» **Esercizi proposti**
[1] Riassuma in due frasi il brano sul fenomeno Mariko Aoki.
[2] Prosegua il brano sul fenomeno Mariko Aoki a partire dalla sua ultima frase.

» **Brano da leggere**

In Giappone si discute da decenni sull’impellenza di andare di corpo quando si entra in libreria
Lo chiamano "fenomeno Mariko Aoki", dal nome della donna che 40 anni fa scrisse una lettera a una rivista di libri descrivendo uno stimolante mistero

Quando Mariko Aoki inviò una breve lettera a una rivista di libri giapponese non immaginava che di lì a breve il suo nome sarebbe stato associato a un fenomeno che da quarant’anni affascina, o per lo meno incuriosisce, milioni di persone. Il contenuto del messaggio era in effetti particolare: «Non sono sicura del perché, ma da due o tre anni ogni volta che entro in libreria mi viene voglia di andare di corpo». Nei giorni dopo la pubblicazione, decine di persone scrissero alla rivista dicendo di subire lo stesso effetto lassativo al loro ingresso in libreria.
Erano i primi mesi del 1985 e in Giappone era nato il “fenomeno Mariko Aoki”. Per quanto possa apparire a tratti assurdo, nel tempo il confronto sulle sue cause si è arricchito di ipotesi e teorie tra l’aneddotico e lo scientifico, talvolta con spiegazioni traballanti, che raccontano però qualcosa di alcuni aspetti culturali giapponesi.

» **Raccolta dei record**

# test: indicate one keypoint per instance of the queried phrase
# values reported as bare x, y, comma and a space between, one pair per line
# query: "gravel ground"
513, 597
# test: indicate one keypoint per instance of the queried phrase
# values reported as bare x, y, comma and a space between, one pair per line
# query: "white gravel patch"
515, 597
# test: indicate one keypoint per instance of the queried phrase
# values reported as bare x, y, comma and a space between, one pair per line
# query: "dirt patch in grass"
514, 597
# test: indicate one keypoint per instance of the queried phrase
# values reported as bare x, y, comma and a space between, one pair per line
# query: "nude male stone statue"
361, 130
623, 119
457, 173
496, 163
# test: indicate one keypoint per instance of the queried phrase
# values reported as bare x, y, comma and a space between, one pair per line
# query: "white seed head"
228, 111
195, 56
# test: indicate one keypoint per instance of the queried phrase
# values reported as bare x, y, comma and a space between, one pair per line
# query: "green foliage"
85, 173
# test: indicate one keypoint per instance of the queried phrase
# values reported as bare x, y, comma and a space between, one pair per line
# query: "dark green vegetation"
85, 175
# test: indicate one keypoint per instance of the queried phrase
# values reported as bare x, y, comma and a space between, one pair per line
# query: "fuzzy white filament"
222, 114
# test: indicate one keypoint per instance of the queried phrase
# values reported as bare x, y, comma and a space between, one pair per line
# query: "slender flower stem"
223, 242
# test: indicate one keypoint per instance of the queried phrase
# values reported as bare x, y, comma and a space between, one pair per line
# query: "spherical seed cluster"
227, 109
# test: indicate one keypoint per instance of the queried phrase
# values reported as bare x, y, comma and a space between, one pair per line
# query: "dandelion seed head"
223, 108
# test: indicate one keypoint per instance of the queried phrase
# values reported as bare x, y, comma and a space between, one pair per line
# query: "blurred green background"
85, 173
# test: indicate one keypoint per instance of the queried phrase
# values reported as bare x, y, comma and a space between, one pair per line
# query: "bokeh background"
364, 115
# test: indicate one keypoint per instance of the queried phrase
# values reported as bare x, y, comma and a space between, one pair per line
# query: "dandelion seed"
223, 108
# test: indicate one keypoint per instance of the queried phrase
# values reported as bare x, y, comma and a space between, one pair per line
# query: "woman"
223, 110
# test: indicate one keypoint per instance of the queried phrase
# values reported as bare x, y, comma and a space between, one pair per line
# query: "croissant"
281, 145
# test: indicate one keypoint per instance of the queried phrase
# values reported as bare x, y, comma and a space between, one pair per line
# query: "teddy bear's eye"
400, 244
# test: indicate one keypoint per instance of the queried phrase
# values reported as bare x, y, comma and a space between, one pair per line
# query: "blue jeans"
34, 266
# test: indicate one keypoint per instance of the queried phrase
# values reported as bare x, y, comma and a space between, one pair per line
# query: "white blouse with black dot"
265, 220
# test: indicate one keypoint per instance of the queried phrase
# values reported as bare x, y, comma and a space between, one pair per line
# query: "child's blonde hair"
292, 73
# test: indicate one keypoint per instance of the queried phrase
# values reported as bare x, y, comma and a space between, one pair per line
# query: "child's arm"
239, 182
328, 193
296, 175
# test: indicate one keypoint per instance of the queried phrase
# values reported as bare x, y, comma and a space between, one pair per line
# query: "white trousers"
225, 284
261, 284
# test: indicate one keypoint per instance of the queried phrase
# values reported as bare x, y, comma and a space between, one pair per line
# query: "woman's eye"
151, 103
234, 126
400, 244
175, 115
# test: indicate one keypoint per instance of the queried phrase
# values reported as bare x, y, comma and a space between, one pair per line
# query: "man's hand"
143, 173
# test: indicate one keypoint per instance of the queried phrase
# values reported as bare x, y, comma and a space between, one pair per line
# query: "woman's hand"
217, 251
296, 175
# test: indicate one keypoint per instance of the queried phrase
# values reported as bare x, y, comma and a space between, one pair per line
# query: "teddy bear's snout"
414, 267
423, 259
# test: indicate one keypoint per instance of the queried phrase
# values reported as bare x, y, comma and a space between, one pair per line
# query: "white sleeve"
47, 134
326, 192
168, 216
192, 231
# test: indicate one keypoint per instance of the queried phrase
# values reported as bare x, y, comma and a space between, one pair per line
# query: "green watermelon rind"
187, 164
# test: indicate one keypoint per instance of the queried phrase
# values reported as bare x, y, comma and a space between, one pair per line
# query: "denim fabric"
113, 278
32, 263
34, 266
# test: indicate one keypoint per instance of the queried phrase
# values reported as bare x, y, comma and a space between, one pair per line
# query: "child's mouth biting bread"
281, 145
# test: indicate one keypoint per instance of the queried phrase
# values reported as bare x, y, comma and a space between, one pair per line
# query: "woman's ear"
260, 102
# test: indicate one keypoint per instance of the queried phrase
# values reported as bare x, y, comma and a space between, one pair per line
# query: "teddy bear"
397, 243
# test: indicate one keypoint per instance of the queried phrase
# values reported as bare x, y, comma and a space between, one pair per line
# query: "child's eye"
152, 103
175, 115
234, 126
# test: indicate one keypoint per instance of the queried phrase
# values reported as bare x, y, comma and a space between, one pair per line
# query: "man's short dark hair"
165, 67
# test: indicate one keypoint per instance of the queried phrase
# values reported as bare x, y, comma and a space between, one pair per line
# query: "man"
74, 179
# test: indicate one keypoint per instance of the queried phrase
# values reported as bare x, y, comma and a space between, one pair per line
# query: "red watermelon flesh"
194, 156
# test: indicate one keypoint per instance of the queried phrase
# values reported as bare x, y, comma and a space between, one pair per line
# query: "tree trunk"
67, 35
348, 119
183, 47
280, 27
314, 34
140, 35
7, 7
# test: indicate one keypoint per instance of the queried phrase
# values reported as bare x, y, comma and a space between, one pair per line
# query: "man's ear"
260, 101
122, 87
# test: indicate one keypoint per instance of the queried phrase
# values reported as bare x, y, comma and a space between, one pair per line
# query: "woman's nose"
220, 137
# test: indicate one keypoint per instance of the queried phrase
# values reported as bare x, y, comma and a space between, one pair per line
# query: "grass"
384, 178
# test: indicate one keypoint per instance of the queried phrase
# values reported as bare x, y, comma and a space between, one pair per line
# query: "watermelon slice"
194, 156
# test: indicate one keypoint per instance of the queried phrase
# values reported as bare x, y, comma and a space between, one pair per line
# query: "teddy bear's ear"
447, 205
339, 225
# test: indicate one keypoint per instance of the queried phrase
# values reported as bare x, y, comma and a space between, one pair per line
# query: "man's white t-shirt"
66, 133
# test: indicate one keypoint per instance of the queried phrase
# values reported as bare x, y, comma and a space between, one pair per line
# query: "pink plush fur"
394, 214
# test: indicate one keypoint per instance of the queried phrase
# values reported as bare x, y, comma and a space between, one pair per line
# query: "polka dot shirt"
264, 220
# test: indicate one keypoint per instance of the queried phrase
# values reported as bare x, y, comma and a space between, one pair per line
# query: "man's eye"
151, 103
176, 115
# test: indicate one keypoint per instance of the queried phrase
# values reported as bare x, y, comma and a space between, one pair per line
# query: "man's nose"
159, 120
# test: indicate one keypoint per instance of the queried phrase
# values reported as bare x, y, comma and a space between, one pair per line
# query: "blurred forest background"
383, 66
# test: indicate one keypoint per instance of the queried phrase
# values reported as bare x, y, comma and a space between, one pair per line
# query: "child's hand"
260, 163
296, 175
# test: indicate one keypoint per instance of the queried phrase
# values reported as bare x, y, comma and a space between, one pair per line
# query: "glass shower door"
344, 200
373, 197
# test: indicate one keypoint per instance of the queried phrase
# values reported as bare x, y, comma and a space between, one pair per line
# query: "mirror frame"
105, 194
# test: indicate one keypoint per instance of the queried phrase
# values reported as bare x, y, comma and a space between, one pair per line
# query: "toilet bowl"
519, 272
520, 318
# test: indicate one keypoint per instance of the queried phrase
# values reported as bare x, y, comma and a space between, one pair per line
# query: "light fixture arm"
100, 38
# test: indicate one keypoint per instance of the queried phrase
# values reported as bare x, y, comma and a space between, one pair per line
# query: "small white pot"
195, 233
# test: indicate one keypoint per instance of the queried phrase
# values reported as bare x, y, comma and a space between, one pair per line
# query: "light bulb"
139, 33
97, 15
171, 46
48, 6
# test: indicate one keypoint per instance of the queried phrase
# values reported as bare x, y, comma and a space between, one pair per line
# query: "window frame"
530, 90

» **Risposte per esercizio**
[1] Nei primi mesi del 1985 Mariko Aoki scrisse a una rivista di libri giapponese che da due o tre anni, ogni volta che entrava in libreria, le veniva voglia di andare di corpo, e nei giorni successivi alla pubblicazione decine di persone dichiararono di subire lo stesso effetto. Da allora in Giappone si discute del cosiddetto "fenomeno Mariko Aoki", sulle cui cause sono nate ipotesi tra l'aneddotico e lo scientifico, talvolta traballanti, che rivelano alcuni aspetti culturali giapponesi.

[2]
All’epoca Aoki aveva 29 anni e viveva a Suginami, un quartiere nella grande conurbazione di Tokyo. Aveva scritto la sua lettera a Rivista di libri (本の雑誌), che aveva iniziato le proprie pubblicazioni nel 1976 e trattava argomenti legati al mondo dell’editoria, dalle recensioni di libri a particolari fenomeni di cultura. Il direttore della rivista l’aveva trovata divertente e l’aveva pubblicata nel numero di febbraio, anche se non conteneva molti dettagli e non argomentava più di tanto la questione. Sembrava un’innocua curiosità da condividere con i lettori, ma si trasformò in un caso.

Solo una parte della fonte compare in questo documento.